● **The records**
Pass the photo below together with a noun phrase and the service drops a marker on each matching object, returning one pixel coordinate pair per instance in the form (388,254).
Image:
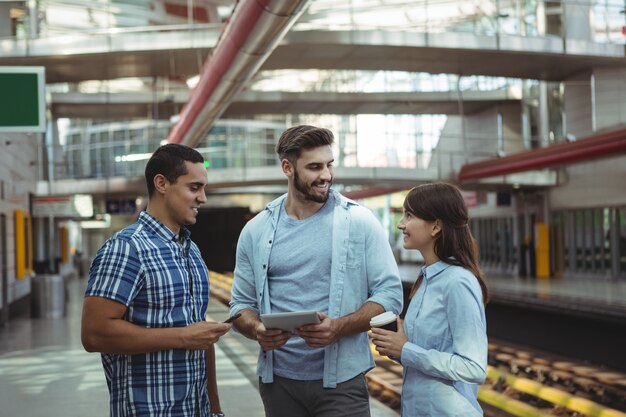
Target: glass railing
(60,18)
(406,142)
(362,81)
(592,20)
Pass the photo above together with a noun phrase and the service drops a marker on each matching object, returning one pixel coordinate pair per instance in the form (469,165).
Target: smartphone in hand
(232,318)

● **What you need to do**
From the line containing "Pass the photo above" down to the last line of the listing above, give every line again exactly, and add nothing.

● **Response area**
Pass the photo above together with a noun phrase and the service drops a marker on each matching object, returning one pixel coordinate pair per instance in the form (469,165).
Target: smartphone in hand
(232,318)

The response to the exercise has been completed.